*What is being asked*. Each entry has to be copied exactly, with nothing missed.
-------- Stored data --------
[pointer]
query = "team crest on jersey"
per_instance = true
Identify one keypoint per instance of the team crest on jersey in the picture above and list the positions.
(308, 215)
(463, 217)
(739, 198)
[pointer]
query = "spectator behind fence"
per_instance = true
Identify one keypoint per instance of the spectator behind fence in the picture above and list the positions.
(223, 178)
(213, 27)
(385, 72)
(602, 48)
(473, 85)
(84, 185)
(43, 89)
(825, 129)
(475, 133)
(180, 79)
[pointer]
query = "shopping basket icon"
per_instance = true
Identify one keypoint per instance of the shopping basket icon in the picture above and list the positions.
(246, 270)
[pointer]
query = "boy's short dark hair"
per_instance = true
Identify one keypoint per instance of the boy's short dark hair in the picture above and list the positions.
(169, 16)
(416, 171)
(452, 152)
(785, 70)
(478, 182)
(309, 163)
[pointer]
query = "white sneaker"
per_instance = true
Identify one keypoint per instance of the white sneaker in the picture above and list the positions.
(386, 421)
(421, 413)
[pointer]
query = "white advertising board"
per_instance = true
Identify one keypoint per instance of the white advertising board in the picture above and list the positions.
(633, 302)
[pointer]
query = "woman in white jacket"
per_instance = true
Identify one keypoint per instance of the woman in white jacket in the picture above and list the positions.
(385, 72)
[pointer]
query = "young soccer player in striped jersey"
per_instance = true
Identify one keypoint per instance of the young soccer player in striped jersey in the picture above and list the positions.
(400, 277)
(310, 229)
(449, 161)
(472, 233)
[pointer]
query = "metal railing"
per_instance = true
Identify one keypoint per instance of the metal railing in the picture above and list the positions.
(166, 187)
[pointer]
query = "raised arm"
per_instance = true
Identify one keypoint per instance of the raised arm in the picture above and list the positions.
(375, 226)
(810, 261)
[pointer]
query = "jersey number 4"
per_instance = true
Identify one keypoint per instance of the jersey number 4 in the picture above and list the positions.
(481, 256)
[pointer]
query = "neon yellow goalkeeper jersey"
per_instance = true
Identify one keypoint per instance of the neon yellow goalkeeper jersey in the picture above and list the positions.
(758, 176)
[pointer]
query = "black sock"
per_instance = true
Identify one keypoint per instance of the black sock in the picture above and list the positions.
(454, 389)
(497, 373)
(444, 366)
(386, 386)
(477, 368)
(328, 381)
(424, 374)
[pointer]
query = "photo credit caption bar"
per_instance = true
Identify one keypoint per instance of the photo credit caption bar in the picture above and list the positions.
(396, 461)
--------
*Final answer*.
[pointer]
query = "team crest on jersey"
per_instance = true
Identify one keypoint per instance of the team crest on jersey in the picture above and list the positions.
(308, 215)
(463, 217)
(739, 198)
[pointer]
query = "spectator behind fence"
per_instance = true
Identify one keypoint per instance of the spectator behind fence in the picture above and list the positions.
(223, 178)
(213, 27)
(385, 72)
(602, 48)
(473, 85)
(84, 185)
(43, 89)
(825, 129)
(475, 133)
(180, 79)
[pointer]
query = "shopping basket icon"
per_instance = true
Identify one keypoint per instance of the shopping basket icon in the picture above and list the positions.
(246, 270)
[pointer]
query = "boy's short dark hair"
per_instance = true
Identify one keypoint per instance of the boy's short dark hair in the picture above and list the positions.
(169, 16)
(416, 171)
(452, 152)
(785, 70)
(478, 182)
(309, 163)
[pointer]
query = "white sneaker"
per_instance = true
Identify one keypoint per instance of the white sneaker in the picture above and list the positions.
(386, 421)
(421, 413)
[pointer]
query = "white advertising board"
per_instance = true
Identify one keypoint per instance of the white advertising board in the picture above and list the positions.
(633, 302)
[pointer]
query = "woman in white jacket"
per_instance = true
Identify one keypoint per instance of the woman in white jacket in the picture above and list the positions.
(385, 72)
[pointer]
query = "young soccer player in striped jersey"
per_instance = true
Identify one keypoint per instance of the young soccer player in striped jersey in the picture above and list the positions.
(400, 277)
(310, 229)
(449, 161)
(472, 233)
[pointer]
query = "metal railing"
per_instance = true
Identify one keypoint per instance of the metal railing in the picture above and list the positions.
(166, 187)
[pointer]
query = "raised arm"
per_instance = true
Identify one keypoint per instance of the raised arm in the picture above and list the positions.
(375, 226)
(810, 261)
[pointer]
query = "jersey number 4"
per_instance = true
Identify one keypoint per instance of the jersey number 4 in the picture above and list the positions.
(481, 256)
[pointer]
query = "neon yellow goalkeeper jersey"
per_instance = true
Identify one keypoint per instance of the neon yellow goalkeeper jersey in the picture above and list the positions.
(758, 176)
[pointer]
query = "black sock"
per_instance = true
Identify one keypoint per instance of the black sock in the picture above and list the positions.
(454, 389)
(497, 373)
(444, 366)
(386, 386)
(477, 368)
(328, 381)
(424, 374)
[pointer]
query = "photo credit caption bar"
per_instance = true
Identify one keypoint per instance of the photo credit caption bar in the picture above and list the positions.
(396, 461)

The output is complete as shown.